TASK BRIEF
Pick out every line in the items below that contains the word "water", and copy each one. Letter case counts.

INFORMATION PROVIDED

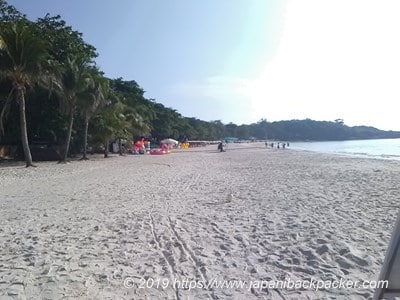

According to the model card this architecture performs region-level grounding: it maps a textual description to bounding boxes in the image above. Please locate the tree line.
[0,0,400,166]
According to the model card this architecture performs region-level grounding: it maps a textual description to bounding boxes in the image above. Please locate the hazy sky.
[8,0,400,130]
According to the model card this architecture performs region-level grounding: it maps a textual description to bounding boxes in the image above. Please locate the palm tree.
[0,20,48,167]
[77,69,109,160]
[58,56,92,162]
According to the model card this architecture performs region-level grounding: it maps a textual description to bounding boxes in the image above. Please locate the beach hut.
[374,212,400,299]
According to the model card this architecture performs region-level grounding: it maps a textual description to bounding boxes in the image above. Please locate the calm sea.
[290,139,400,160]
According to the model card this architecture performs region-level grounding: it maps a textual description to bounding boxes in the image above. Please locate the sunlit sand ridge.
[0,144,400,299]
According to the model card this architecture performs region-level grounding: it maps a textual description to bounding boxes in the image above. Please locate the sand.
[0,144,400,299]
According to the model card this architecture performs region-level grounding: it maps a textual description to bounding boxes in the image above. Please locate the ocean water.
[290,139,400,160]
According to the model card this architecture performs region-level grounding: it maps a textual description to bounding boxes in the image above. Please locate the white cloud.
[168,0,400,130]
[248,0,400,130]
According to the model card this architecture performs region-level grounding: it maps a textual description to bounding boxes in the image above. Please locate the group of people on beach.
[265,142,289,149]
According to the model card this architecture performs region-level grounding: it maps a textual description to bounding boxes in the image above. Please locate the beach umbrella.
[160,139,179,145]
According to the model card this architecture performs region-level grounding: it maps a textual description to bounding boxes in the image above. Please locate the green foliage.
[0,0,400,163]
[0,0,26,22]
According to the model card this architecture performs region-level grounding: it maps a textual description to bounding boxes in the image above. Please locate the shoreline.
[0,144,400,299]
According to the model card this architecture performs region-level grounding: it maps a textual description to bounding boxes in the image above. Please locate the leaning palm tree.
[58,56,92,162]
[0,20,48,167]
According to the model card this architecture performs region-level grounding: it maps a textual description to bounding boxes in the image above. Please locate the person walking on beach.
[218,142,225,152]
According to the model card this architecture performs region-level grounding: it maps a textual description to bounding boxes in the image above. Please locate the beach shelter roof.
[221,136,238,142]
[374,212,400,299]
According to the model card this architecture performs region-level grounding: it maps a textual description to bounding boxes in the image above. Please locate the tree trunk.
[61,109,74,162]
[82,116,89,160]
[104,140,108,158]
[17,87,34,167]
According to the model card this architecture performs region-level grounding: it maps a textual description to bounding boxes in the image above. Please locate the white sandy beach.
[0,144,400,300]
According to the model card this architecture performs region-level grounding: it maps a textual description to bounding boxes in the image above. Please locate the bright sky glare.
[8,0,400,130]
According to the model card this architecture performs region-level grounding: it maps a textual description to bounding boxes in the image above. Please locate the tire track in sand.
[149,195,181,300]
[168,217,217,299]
* * *
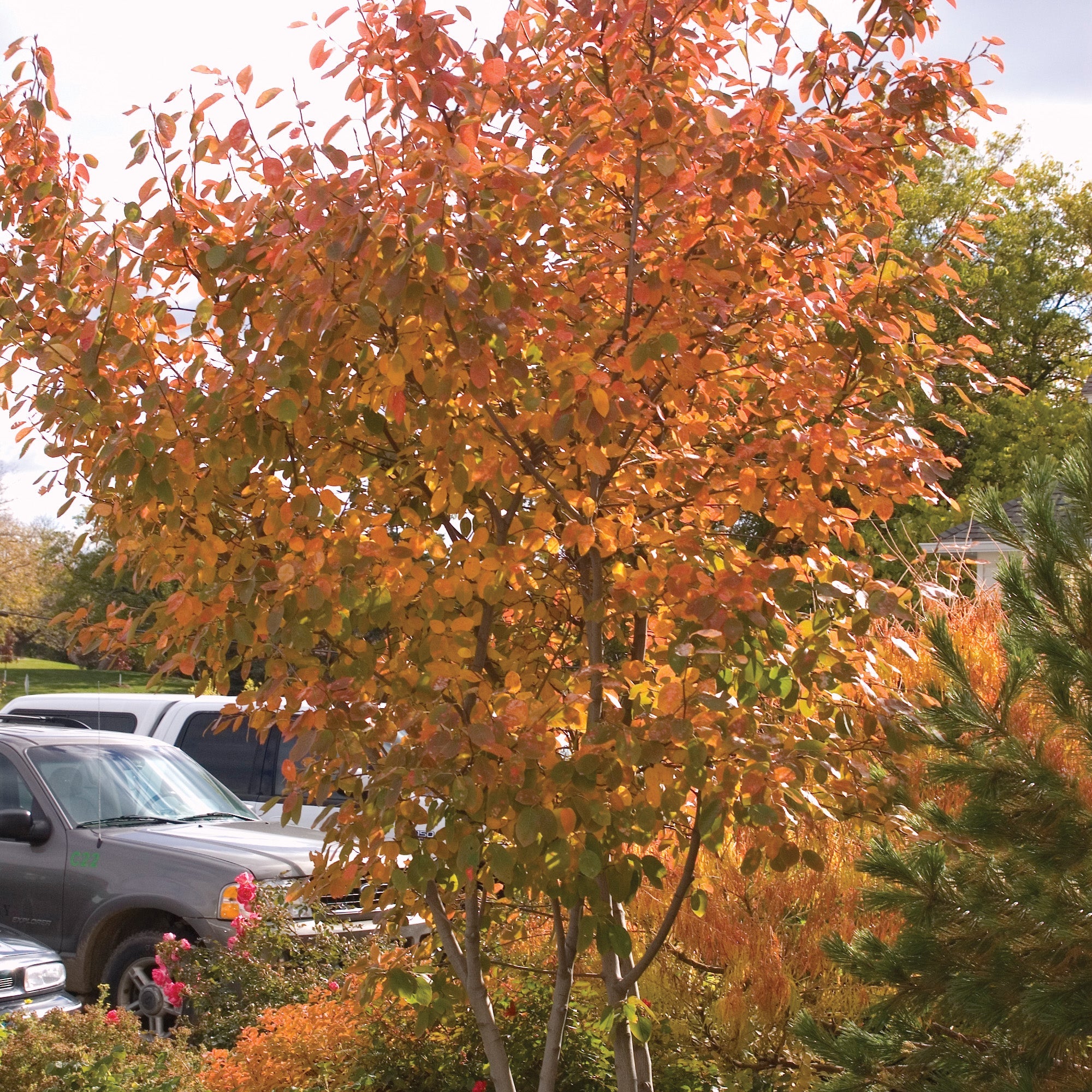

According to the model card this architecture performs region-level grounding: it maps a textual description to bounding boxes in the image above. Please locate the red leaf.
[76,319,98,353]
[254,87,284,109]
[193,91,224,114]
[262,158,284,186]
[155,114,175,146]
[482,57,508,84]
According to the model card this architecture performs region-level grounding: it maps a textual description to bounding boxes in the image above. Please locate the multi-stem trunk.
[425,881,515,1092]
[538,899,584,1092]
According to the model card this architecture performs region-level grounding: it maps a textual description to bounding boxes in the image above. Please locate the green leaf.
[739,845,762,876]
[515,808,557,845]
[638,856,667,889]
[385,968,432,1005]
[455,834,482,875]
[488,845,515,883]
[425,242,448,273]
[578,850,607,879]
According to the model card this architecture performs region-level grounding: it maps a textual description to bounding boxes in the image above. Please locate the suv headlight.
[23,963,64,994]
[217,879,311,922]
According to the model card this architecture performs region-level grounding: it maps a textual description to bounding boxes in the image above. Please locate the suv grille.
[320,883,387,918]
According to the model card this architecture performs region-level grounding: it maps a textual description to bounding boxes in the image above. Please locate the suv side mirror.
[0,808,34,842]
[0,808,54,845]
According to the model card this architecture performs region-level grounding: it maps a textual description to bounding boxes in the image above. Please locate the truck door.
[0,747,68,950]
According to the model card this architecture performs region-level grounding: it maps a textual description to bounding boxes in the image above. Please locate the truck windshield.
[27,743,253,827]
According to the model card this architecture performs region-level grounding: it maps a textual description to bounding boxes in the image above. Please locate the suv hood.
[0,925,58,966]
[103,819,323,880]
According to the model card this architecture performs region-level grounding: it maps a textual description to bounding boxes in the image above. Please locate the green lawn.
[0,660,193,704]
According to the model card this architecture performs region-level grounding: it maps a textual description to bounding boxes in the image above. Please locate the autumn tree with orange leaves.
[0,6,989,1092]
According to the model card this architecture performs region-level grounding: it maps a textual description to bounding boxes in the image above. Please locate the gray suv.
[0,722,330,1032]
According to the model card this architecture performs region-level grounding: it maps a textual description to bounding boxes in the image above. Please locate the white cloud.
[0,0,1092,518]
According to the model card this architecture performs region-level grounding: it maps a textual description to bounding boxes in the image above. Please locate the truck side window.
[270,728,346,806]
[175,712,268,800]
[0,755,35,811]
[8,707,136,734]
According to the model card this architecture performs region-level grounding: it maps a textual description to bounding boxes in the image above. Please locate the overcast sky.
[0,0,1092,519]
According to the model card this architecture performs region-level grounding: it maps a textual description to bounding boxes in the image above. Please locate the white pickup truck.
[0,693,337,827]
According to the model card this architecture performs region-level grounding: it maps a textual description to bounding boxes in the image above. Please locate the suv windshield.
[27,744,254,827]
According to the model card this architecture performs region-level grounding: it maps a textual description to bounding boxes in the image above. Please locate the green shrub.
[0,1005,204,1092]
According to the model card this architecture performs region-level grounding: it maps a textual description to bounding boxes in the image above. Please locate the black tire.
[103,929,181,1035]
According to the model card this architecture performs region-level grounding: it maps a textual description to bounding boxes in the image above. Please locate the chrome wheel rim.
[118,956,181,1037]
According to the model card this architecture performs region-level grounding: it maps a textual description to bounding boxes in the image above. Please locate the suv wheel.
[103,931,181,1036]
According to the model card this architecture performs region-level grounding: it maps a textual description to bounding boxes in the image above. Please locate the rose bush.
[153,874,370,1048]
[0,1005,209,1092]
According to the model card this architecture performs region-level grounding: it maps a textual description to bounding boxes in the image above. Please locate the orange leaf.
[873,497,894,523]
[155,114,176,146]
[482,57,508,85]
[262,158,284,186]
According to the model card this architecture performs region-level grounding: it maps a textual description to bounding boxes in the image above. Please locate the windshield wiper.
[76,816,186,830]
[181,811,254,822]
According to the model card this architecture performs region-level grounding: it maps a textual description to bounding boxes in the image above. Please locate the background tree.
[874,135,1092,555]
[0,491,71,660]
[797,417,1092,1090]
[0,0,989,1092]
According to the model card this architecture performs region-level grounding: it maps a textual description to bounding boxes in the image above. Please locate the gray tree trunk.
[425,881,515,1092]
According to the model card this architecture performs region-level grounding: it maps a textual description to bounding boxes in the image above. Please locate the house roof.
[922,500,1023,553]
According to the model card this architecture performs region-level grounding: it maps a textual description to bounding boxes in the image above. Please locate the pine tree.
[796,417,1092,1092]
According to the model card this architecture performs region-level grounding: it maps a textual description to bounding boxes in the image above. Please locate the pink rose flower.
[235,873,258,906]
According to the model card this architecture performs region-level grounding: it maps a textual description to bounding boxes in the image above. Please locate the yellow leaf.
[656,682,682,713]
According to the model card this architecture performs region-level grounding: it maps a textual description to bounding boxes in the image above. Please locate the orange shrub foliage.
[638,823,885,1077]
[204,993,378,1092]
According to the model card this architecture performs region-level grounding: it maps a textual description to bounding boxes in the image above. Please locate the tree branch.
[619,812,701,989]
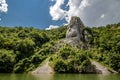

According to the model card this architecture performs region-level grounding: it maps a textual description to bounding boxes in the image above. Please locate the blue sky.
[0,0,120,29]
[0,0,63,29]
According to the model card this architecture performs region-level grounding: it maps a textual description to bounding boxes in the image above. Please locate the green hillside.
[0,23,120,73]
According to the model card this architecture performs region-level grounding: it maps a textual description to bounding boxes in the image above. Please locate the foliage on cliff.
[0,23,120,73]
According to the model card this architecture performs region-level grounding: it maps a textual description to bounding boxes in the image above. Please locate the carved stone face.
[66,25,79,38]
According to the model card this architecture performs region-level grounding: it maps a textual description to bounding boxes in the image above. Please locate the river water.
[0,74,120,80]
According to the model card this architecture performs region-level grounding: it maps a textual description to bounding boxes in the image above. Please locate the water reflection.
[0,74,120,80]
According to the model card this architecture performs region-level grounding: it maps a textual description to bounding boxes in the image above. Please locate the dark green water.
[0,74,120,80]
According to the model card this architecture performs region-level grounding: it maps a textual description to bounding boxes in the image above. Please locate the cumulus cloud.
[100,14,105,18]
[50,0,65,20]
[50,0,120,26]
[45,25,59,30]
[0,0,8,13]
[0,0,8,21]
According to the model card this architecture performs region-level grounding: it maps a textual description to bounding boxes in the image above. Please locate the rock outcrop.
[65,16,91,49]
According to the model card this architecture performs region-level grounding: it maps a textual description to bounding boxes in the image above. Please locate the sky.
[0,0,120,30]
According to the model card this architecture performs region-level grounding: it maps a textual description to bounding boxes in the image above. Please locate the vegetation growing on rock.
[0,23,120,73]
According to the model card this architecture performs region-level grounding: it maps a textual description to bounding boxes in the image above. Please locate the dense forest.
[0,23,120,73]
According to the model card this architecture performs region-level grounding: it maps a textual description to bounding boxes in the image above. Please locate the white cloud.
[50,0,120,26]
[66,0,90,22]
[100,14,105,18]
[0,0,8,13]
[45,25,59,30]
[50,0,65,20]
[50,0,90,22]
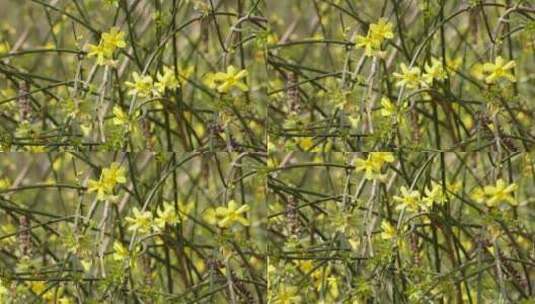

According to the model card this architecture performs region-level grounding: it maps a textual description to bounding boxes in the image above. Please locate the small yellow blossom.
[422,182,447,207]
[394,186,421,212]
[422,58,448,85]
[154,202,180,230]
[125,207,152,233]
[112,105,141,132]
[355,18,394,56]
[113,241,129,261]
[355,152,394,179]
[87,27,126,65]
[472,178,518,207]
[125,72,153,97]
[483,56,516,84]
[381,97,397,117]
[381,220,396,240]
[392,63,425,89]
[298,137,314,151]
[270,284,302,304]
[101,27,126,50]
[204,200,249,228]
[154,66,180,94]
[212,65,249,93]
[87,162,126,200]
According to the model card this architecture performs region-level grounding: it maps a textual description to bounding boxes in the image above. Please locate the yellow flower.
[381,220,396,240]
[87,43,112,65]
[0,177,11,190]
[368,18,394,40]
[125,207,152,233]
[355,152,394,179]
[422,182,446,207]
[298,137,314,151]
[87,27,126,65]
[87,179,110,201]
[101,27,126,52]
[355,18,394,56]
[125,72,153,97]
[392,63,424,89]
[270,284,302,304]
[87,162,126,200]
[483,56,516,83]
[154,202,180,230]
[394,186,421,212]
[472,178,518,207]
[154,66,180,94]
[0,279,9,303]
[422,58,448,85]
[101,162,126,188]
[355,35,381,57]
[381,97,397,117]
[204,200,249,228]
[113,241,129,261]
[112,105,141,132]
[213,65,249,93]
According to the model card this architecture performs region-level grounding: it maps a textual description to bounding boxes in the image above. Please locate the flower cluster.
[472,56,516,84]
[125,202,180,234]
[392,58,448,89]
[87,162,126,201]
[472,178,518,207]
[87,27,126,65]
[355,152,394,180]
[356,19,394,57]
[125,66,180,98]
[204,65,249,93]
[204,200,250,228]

OUTPUT OF THE TASK
According to the model card this architecture performs region-level grounding: it maps a textual description to bounding boxes in the image above. Please locate the ocean water.
According to the model card this architecture performs region-level grounding: it maps a textual description to bounding boxes in the image above. Please locate the river water.
According to the model card this architecture performs region-level grounding: it maps a textual description to bounding boxes in the image above. Please locate the water reflection.
According to the model card this architecture performs region-level grounding: it maps a textual description to bounding boxes in the image above. Please locate the dark green water.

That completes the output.